* **Work required**
Rewrite the items starting at the line containing "Locate the white" and ending at the line containing "[[2, 47], [3, 73], [55, 85]]", putting "structure" wherever "building" appears and leaving everything else as it is.
** Start of Stored records **
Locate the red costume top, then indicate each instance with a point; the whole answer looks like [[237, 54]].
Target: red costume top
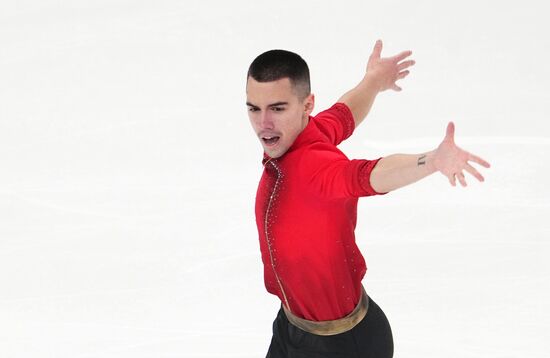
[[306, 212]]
** End of Stored records **
** Start of Stored records **
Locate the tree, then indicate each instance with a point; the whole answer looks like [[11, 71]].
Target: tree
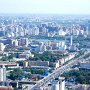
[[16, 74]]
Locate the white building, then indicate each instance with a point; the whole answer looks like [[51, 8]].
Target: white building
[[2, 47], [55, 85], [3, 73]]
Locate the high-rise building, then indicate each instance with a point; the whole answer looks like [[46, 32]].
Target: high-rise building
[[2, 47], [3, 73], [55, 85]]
** End of Stored records **
* **Exercise response**
Locate the white structure, then indicate each instance with a point; the whole answer looks like [[51, 8]].
Target: white structure
[[2, 47], [55, 85], [3, 73]]
Locate the high-rise structure, then indicate each instance with a point; the whole answer looks like [[46, 32]].
Target: high-rise structure
[[2, 47], [3, 73], [55, 85]]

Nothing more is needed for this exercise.